## begin TEXT TO READ
Apple’s G5: More than a pretty face

Most modern systems look more at home in a construction trailer than in a corporate machine room or cubicle. The burly, breathable aluminum chassis of the Power Mac G5, however, is a welcome respite from ubiquitous drab sheet metal and injection-molded plastic. Still, a few days after buying a pretty machine, the romance is over. If it doesn’t prove itself superior in all ways to other systems in its price range, IT won’t pen a purchase order for a second one.

At the time of writing, my colleagues at IDG’s photo studio have spent more quality time in the company of a Power Mac G5 than I have. But I did poke at the innards of the Power Mac G5 at two trade shows and during a visit to Apple Computer’s headquarters. If it was an empty head in expensive clothes, I’d know it. It is not — but that’s about all I know at this point.

High-performance

Onstage demos at the Macworld Creative Pro Conference & Expo highlighted two of the G5’s strong suits: floating-point math and lightning-fast graphics. Apple confessed that in a single-processor configuration, the G5 CPU is slower than a solo Xeon. The Power Mac G5’s turbocharger kicks in when you install the second CPU.

The key to this machine’s success will be throughput. The specs of all of the interconnects — between the two CPUs, between CPUs and memory, to and from the support chip set, and between the chip set and I/O busses — scream by desktop PC standards. Each processor has its own 1GHz bus. Memory bandwidth is 6.4GB per second. The 64-bit expansion bus runs at 133MHz and conforms to the PCI-X standard commonly reserved for servers. The graphics accelerator is fed by an 8x Accelerated Graphics Port (AGP) Pro bus for maximum speed and an ample supply of electrical power. In the Power Mac G5, data does not spend much time on the bench waiting for the bus.
## end TEXT TO READ
## begin EXTRACTED MATERIAL
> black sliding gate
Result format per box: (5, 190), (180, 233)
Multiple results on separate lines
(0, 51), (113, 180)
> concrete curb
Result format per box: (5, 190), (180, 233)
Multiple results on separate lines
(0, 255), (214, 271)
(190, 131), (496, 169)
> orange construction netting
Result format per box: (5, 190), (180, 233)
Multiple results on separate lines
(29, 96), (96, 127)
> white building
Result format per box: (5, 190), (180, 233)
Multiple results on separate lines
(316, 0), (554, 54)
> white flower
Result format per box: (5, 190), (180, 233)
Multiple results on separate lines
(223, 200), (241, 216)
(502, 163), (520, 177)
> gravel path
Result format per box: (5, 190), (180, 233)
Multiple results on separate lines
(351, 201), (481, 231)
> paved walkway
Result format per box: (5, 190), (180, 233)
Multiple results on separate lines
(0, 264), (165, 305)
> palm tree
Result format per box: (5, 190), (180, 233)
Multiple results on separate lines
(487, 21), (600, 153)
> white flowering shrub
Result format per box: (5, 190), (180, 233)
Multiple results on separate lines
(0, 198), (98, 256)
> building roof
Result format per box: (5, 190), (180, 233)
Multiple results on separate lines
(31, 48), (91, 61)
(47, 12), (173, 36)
## end EXTRACTED MATERIAL
## begin EXTRACTED MATERIAL
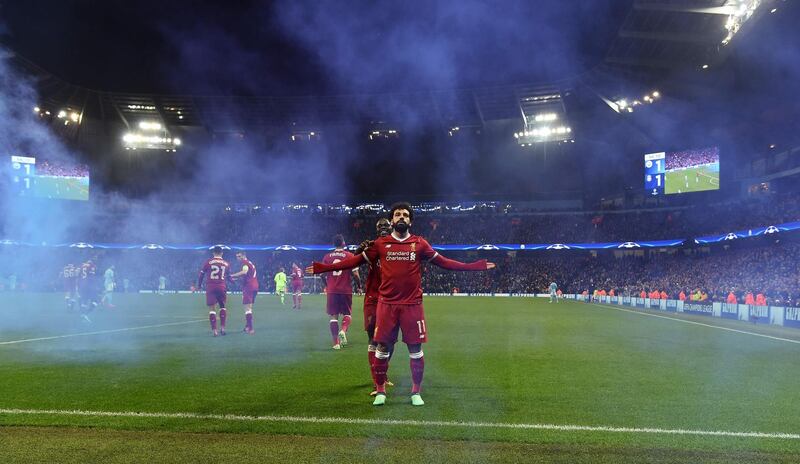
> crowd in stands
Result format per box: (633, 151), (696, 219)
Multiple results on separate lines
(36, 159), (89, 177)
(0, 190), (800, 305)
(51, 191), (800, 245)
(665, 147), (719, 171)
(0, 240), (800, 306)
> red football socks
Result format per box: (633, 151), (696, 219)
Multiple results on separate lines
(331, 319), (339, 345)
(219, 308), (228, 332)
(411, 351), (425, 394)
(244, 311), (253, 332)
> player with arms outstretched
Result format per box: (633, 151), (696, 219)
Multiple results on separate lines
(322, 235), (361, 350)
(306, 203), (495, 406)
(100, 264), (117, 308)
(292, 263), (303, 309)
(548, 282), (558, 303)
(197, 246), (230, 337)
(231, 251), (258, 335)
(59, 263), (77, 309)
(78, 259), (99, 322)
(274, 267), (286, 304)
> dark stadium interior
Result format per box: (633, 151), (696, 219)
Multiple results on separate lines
## end EXTRACTED MATERIAL
## begin EXTRACTED MATERIAL
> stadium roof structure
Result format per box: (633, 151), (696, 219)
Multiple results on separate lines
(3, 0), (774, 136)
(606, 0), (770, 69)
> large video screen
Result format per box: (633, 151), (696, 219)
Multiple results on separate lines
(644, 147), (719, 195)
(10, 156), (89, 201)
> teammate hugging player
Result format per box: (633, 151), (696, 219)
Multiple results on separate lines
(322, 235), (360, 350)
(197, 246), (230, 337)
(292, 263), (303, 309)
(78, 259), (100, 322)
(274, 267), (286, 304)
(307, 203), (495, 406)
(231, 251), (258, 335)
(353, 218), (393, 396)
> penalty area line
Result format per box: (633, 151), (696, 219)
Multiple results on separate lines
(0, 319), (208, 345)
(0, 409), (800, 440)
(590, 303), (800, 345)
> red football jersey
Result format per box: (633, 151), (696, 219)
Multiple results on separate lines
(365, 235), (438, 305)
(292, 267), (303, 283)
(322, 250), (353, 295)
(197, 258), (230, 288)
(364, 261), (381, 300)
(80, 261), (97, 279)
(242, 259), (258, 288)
## end EXTRACTED MATERIAL
JOBS:
1. Copy the stretch of the Power Mac G5 article from "The key to this" through "for the bus." word for word.
2. Carry the article on Apple's Power Mac G5 forward from its last sentence.

RESPONSES PER TASK:
1.
The key to this machine’s success will be throughput. The specs of all of the interconnects — between the two CPUs, between CPUs and memory, to and from the support chip set, and between the chip set and I/O busses — scream by desktop PC standards. Each processor has its own 1GHz bus. Memory bandwidth is 6.4GB per second. The 64-bit expansion bus runs at 133MHz and conforms to the PCI-X standard commonly reserved for servers. The graphics accelerator is fed by an 8x Accelerated Graphics Port (AGP) Pro bus for maximum speed and an ample supply of electrical power. In the Power Mac G5, data does not spend much time on the bench waiting for the bus.

2.
IBM handed Apple the gift of a lifetime with its PowerPC 970 (dubbed G5 by Apple as a follow-on to its current G4) processor. Based on the potent Power4 core used in IBM’s high-performance computers, the 970 is the first PowerPC chip capable of running 64-bit software. By extension, the Power Mac G5 is Apple’s first 64-bit computer, and the first 64-bit desktop machine to hit the market. It can address more memory (the first G5 holds up to 8GB of RAM) and store more and larger floating-point numbers in the CPU. The processor’s internal capacity for data storage (small data blocks called registers) has been markedly expanded, as has the pipeline for instructions awaiting execution.

Apple can’t ask all of its ISVs to rewrite their applications for 64 bits. Many vendors just finished retooling for OS X, a task that required enormous effort. To ease the transition, IBM and Apple built the PowerPC 970 and Panther to operate in bridge mode. In this state, all 32-bit programs benefit from several PowerPC 970 enhancements (such as the larger memory address space) without being rewritten.

In keeping with this commitment to compatibility, Panther is a 32-bit OS. But the Power Mac G5 is designed to do everything in 64 bits. As 64-bit apps emerge, Apple will unleash changes to OS X that take full advantage of the PowerPC 970’s power. It is important to note that the BSD OS, on which OS X is based, has run on several 64-bit architectures for years. A 64-bit edition of OS X won’t require much effort from Apple.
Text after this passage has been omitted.